>> Begin Text section

Predicting and Manipulating Exercise Difficulty for Language Learning


In a labor market that is increasingly globalized, knowledge of one or even more than one foreign language is more relevant than ever before. Due to increased mobility, multilingual skills are also required for private communication as friendships stretch across geographical and linguistic borders.

At the same time, learners experience that the acquired basic foreign language skills deteriorate quickly if they are not trained and improved on a regular basis. However, the static time frame of conventional language courses is often not compatible with the learners’ unstable working conditions and lifestyles. Therefore, many learners turn to online portals for self-directed learning. These portals are becoming increasingly more popular although the provided contents are rather inflexible and limited. So far, adaptive technologies that individually adjust contents to the learners‘ proficiency level, their speed of progress and their learning style are at an early stage of development. In order to generate adaptive exercises with varying difficulty, we need to be able to measure difficulty automatically. In this project, we have developed measures for predicting and manipulating the difficulty of texts, words and exercises for language learners.

Text Difficulty

Research on text difficulty is commonly approximated under the concept of readability. The readability of a text is a measure of the text complexity. Higher readability scores indicate that a text can be comprehended more easily. A manual is expected to have a higher level of readability than a philosophical thesis, for example.  Traditional approaches for measuring readability only take the average sentence length and the average word length into account. This is an insufficient approach because it does not take other factors such as lexical-semantic difficulty (e.g. choice of words), syntactic difficulty (e.g. grammatical constructions), and discourse difficulty (e.g. cohesion and coherence) into account. In addition, most readability approaches focus on native speakers of English.

We discuss the range of readability features and their applicability to language learners (L2 readability) and to other languages in:

  • Lisa Beinborn and Torsten Zesch and Iryna Gurevych: Towards fine-grained readability measures for self-directed language learning, in: Proceedings of the Swedish Language Technology Conference: Workshop on NLP for CALL, Vol. 80 (2), S. 11-19, Lund, Schweden, Oktober 2012.
  • Lisa Beinborn and Torsten Zesch and Iryna Gurevych: ‘Readability for foreign language
    learning: The importance of cognates’, in: International Journal of Applied Linguistics,
    Vol. 165 (2), S. 136–162, 2014.

>> End Text section

• [Work to do]
- a) Which kinds of difficulty does the page on exercise difficulty for language learning name as factors that traditional readability approaches leave out?
- b) Extend the page on exercise difficulty for language learning, picking up right after its last line.
The rows come from a separate source and are unrelated to the text.

>> Begin Given information

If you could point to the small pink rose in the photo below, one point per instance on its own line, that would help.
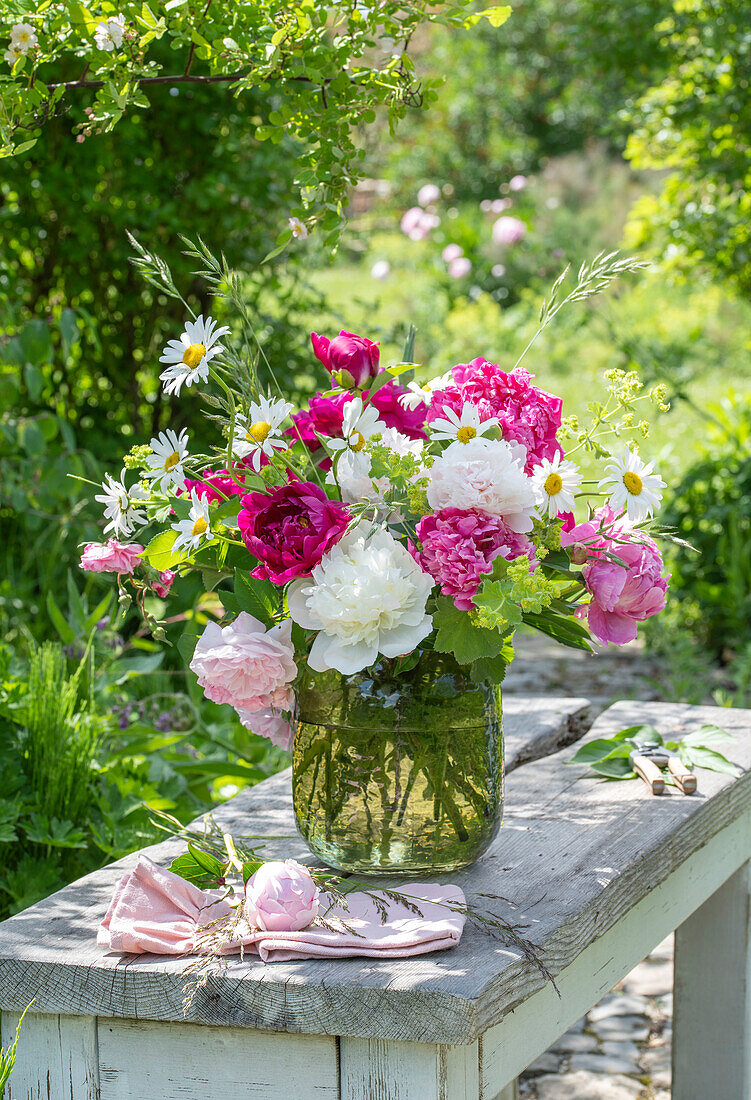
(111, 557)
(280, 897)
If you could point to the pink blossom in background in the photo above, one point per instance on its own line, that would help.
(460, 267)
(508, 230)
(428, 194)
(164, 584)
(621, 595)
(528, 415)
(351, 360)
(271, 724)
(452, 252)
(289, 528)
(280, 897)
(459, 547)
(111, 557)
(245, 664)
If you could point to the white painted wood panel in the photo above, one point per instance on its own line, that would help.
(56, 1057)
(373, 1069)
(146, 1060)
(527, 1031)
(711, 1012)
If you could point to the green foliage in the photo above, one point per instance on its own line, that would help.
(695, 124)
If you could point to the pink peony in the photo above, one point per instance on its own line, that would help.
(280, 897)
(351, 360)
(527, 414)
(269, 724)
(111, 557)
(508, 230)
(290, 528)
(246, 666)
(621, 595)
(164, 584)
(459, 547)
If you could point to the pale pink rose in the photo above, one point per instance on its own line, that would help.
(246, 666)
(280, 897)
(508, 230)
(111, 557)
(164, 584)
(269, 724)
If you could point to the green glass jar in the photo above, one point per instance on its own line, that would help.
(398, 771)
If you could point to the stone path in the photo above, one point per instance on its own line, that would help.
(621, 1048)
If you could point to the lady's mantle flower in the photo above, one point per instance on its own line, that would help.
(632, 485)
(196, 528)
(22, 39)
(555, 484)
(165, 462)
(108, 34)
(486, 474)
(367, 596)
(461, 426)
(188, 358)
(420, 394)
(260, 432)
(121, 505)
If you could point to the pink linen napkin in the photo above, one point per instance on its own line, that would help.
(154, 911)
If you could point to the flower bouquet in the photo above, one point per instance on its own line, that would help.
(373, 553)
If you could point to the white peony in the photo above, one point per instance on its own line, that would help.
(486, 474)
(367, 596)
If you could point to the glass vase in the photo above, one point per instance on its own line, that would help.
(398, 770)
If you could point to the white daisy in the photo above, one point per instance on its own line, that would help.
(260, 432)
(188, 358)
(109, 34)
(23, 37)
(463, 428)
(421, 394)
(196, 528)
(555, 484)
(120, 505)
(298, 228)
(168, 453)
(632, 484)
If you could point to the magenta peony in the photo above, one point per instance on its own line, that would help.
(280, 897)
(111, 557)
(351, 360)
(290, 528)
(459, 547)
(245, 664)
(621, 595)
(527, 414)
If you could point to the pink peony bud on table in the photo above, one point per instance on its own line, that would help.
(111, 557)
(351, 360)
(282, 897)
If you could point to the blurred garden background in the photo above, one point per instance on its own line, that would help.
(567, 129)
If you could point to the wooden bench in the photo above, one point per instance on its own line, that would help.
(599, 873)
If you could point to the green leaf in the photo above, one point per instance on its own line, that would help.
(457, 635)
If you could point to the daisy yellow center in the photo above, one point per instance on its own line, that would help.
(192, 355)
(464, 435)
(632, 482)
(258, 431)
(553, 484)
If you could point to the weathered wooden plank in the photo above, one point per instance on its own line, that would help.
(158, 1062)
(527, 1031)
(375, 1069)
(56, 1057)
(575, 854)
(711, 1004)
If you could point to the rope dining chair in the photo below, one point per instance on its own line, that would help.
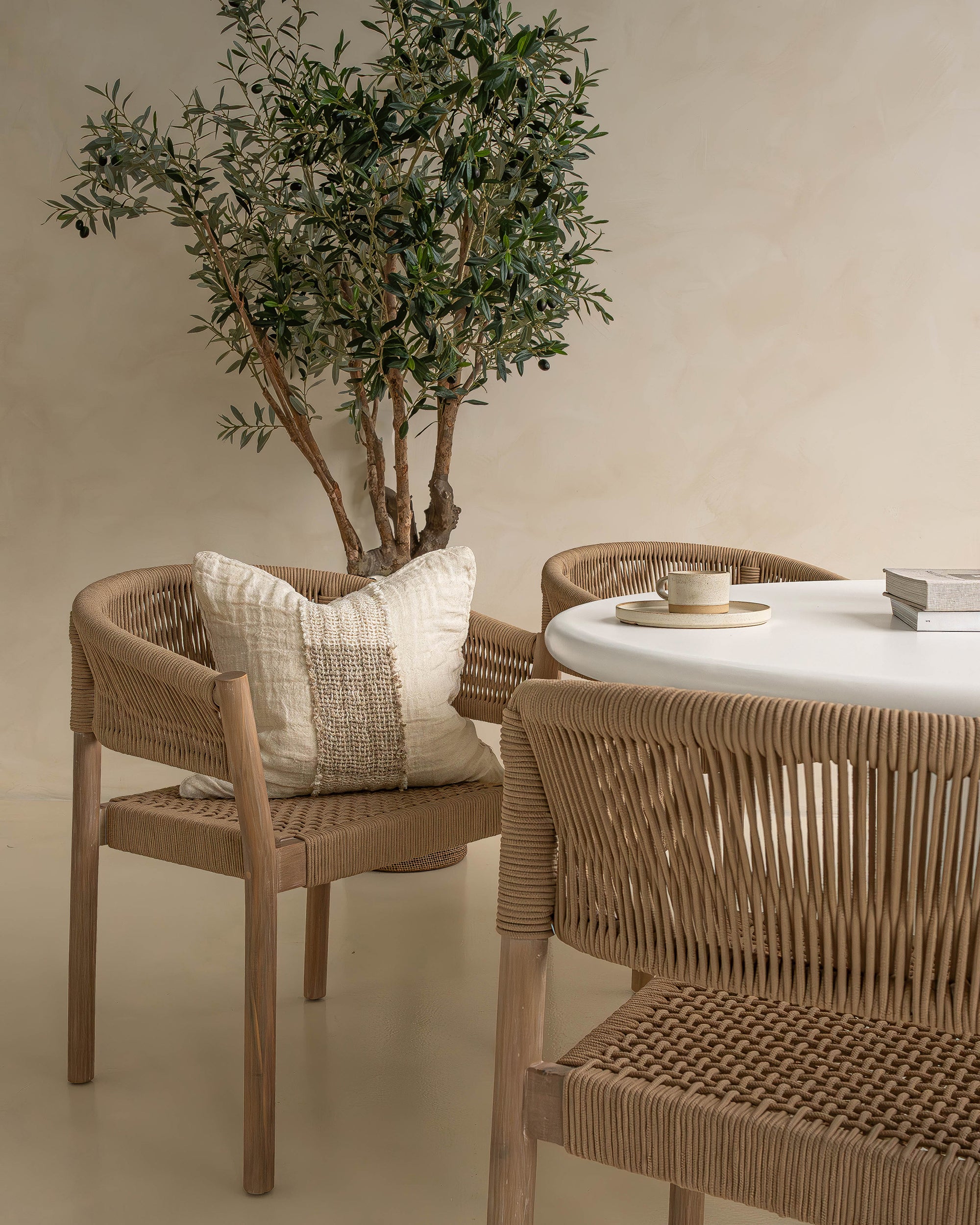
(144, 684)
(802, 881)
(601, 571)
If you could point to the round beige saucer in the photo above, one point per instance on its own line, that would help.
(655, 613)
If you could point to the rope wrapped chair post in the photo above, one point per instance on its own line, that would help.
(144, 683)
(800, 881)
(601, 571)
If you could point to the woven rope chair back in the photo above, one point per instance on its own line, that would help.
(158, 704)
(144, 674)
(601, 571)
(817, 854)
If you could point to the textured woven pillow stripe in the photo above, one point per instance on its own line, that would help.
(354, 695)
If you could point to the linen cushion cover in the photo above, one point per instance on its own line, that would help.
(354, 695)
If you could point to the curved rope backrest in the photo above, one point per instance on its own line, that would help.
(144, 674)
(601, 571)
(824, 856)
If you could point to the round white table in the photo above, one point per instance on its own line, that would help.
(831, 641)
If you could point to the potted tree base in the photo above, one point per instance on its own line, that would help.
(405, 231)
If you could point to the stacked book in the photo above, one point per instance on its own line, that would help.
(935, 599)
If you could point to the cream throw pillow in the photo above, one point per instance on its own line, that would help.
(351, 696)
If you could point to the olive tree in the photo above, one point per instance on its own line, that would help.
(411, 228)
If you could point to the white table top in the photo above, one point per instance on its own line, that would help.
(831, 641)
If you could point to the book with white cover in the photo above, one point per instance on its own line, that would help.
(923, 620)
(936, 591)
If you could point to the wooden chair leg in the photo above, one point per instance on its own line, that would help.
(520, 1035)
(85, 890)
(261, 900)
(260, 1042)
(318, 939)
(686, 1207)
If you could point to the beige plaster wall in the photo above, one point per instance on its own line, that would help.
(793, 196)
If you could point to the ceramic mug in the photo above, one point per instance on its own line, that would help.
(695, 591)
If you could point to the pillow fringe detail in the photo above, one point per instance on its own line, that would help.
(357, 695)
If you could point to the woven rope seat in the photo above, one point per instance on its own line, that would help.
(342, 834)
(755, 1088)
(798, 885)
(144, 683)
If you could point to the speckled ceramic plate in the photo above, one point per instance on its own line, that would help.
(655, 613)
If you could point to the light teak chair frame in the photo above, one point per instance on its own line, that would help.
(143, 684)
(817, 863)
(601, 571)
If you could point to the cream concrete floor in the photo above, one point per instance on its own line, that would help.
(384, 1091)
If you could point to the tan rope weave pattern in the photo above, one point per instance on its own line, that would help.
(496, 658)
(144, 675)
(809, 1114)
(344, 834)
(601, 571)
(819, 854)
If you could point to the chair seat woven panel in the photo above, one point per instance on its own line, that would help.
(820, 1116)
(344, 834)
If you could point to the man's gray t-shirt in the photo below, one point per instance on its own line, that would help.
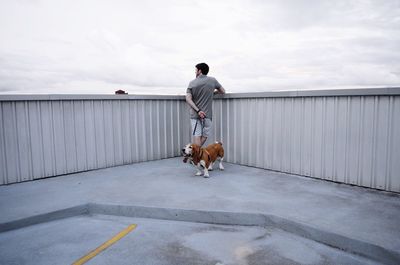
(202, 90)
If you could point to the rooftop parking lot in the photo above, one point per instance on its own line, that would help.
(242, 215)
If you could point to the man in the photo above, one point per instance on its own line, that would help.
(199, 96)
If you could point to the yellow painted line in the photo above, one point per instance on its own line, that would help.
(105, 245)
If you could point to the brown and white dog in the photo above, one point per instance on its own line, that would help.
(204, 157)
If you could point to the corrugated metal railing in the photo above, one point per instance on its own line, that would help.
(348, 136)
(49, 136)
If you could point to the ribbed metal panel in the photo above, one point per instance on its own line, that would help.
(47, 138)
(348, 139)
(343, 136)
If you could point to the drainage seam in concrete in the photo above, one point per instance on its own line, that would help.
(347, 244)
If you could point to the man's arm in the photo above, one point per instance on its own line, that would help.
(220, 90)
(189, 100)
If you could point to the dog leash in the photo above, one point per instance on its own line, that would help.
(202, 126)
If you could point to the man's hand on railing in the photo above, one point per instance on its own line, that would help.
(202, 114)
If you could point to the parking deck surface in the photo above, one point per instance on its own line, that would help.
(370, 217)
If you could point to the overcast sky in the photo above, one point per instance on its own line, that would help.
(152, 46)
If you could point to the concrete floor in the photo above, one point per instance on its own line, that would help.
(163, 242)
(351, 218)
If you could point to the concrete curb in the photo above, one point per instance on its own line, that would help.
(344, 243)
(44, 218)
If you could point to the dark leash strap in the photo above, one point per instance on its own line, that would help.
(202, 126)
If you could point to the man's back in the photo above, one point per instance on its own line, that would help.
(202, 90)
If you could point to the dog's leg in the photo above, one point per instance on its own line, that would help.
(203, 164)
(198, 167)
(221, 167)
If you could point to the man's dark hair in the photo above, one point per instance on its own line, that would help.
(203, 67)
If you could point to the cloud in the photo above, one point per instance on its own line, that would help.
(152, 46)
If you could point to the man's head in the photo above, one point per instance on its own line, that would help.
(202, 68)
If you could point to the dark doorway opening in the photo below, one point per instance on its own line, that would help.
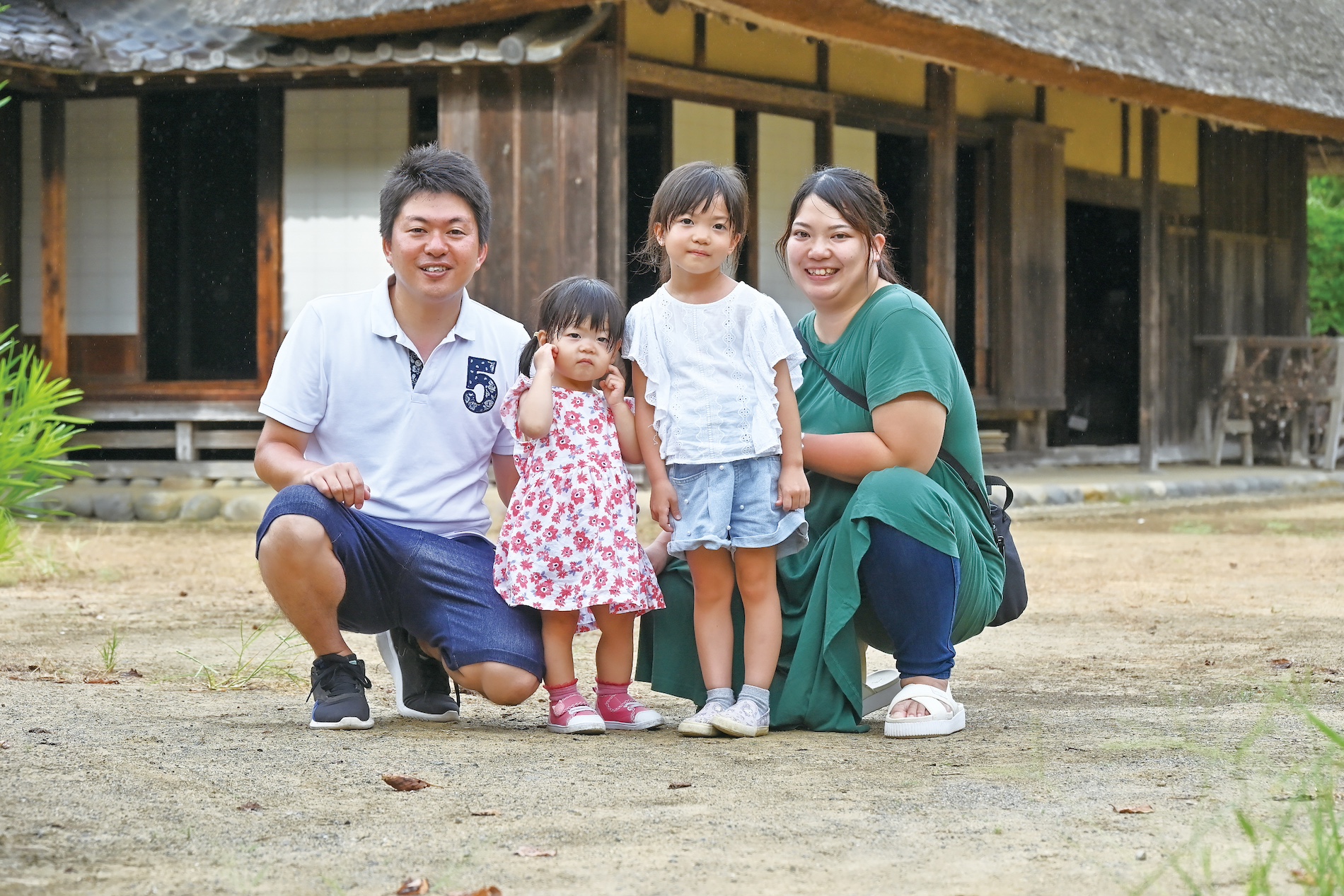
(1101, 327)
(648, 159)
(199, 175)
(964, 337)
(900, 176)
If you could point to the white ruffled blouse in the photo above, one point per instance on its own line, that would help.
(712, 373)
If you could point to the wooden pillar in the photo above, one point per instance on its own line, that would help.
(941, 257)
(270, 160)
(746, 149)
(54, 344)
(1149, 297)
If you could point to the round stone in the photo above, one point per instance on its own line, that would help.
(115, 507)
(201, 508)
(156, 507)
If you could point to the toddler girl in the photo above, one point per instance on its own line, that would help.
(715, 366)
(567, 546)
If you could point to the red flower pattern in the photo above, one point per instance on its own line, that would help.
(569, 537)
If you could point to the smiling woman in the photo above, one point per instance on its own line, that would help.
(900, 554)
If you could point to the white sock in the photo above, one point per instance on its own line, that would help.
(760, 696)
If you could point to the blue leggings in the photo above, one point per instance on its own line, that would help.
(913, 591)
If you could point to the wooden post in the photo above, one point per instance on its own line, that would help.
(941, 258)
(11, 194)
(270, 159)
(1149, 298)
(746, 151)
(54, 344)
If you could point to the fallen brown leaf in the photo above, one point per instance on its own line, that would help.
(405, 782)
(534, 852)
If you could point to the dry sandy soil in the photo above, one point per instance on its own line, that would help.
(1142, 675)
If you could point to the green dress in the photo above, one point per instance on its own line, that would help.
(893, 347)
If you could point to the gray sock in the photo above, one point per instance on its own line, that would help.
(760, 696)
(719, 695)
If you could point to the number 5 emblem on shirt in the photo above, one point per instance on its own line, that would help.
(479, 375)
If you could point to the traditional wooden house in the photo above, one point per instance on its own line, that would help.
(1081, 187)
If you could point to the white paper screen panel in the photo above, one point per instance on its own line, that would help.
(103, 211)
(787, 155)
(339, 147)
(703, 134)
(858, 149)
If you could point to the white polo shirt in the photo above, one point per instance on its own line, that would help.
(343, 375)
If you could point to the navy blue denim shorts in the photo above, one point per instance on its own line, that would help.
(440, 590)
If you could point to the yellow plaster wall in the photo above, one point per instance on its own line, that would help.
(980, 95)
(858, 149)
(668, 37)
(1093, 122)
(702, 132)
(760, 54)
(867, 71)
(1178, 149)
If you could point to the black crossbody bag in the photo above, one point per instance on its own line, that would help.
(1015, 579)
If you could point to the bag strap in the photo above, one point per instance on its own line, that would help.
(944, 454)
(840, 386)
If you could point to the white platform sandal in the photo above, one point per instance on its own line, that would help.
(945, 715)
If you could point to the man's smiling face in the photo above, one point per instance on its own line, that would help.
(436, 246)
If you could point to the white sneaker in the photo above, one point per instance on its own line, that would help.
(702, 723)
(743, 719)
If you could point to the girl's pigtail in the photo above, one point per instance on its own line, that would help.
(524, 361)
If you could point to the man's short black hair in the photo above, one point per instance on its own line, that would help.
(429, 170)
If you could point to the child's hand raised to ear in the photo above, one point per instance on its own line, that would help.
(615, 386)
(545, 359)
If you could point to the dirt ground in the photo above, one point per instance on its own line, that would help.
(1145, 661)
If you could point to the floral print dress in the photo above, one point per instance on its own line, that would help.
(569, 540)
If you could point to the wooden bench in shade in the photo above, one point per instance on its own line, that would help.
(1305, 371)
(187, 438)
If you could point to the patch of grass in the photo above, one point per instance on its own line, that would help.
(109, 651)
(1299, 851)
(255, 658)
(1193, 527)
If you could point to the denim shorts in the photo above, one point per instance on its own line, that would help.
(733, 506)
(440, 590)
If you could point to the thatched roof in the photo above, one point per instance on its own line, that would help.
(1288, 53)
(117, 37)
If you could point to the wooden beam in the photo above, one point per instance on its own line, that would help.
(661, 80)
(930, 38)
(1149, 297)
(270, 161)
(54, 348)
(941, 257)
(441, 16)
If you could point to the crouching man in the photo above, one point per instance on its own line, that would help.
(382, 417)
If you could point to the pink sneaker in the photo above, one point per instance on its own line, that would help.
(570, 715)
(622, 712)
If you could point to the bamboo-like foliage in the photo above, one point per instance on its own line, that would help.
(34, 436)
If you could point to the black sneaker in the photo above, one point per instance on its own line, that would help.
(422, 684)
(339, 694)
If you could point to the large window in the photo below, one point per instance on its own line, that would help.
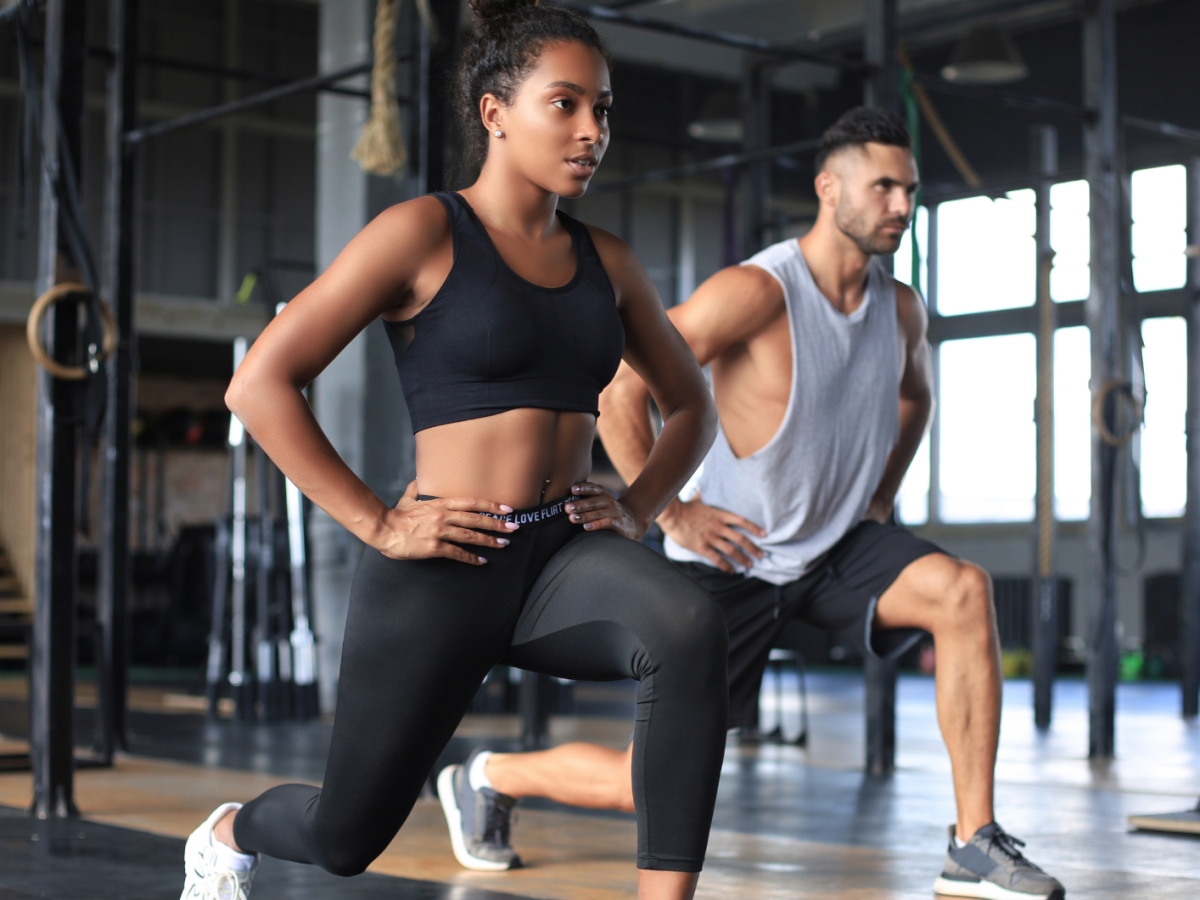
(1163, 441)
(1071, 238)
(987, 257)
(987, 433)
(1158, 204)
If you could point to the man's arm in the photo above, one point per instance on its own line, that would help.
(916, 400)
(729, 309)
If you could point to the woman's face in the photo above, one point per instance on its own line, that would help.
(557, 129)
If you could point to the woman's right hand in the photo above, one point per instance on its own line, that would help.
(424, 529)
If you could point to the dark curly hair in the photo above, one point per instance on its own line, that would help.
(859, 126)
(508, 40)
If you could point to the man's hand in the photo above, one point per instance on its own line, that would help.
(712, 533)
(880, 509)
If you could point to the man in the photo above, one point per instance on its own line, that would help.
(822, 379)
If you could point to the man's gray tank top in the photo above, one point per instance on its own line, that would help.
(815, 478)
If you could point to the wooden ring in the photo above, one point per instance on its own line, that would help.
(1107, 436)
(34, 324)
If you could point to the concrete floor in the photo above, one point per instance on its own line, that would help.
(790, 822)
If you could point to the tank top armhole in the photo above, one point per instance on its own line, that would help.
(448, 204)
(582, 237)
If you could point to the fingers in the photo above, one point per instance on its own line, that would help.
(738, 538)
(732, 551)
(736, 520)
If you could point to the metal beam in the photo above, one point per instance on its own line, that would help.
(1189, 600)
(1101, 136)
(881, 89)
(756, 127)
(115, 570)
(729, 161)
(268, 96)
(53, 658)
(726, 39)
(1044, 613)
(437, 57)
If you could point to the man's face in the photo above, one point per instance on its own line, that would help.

>> End Given information

• [Outputs by task]
- a) Lexical-semantic difficulty, syntactic difficulty, and discourse difficulty.

- b)
Most of the discussed features have been implemented and are available in dkpro-tc-readability

Word Difficulty

For language learners, the difficulty of single words can lead to severe comprehension problems. The process of learning the basic syntactic structures of an L2 can be considered to be more or less completed at a certain point, but vocabulary acquisition is a continuous process that remains important even for advanced learners. However, assessing whether a learner knows a word is not trivial because word knowledge consists of many factors such as knowledge of the spoken form, the written form, grammatical behavior, collocation behavior, and many others. In this project, we focused on two aspects that are particularly relevant for language learners: cognateness and spelling difficulty.

  1. Cognateness
    Cognates are words that are similar in different languages, e.g. “elegance“ in English and “Eleganz“ in German. These words can be particularly helpful for  language learners when attempting to comprehend an unknown text. Even if a learner has never seen a foreign word before, she might be able to guess the meaning due to the similarity to words in another language. A list of cognate pairs would thus constitute an important resource for automated exercise generation.
    Cognates often follow regular production patterns, e.g. the pairs “ignorance-Ignoranz“, “tolerance-Toleranz” and “redundance-Redundanz” are similar to the “elegance-Eleganz” example. Such regularities enable the application and modification of methods from the field of statistical machine translation for cognate production.

    Workflow for cognate production:

    This approach is described in:

    • Lisa Beinborn and Torsten Zesch and Iryna Gurevych: ‘Cognate Production using Character-based Machine Translation’, in: Proceedings of the Sixth International JointConference on Natural Language Processing (IJCNLP), S. 883-891, Nagoya, Japan, Oktober 2013.

    Data and models can be found here.

  2. Spelling Difficulty
    Cognates facilitate comprehension, but they often lead to spelling errors. We developed an approach to predict the spelling difficulty of words based on word familiarity features and phonetic features. We evaluated the approach on spelling errors extracted from learner corpora and found that the L1 of the learners has a strong influence on spelling difficulty.
  3. The approach is described in:

    • Lisa Beinborn and Torsten Zesch and Iryna Gurevych: ‘Predicing the Spelling Difficulty of Words for Language Learners’,  in: Proceedings of the 11th Workshop on Innovative Use of NLP for Building Educational Applications held in conjunction with NAACL 2016: to apear, San Diegao , California, USA, June 2016.The

    The data is available here.

Exercise Difficulty

Text and word difficulty have a strong influence on the difficulty of text-based exercises. In addition to these content factors, the format of the exercise also plays a role. In this project, we developed a model to predict the difficulty of text-completion exercises. A text-completion exercise is a text in which some words have been completely or partially replaced by a gap. In order to solve a text-completion exercise, the learner needs to fill in the gaps. Exercises differ with respect to the gap format which has an influence on the candidate ambiguity and the deletion rate which has an influence on the item dependencies.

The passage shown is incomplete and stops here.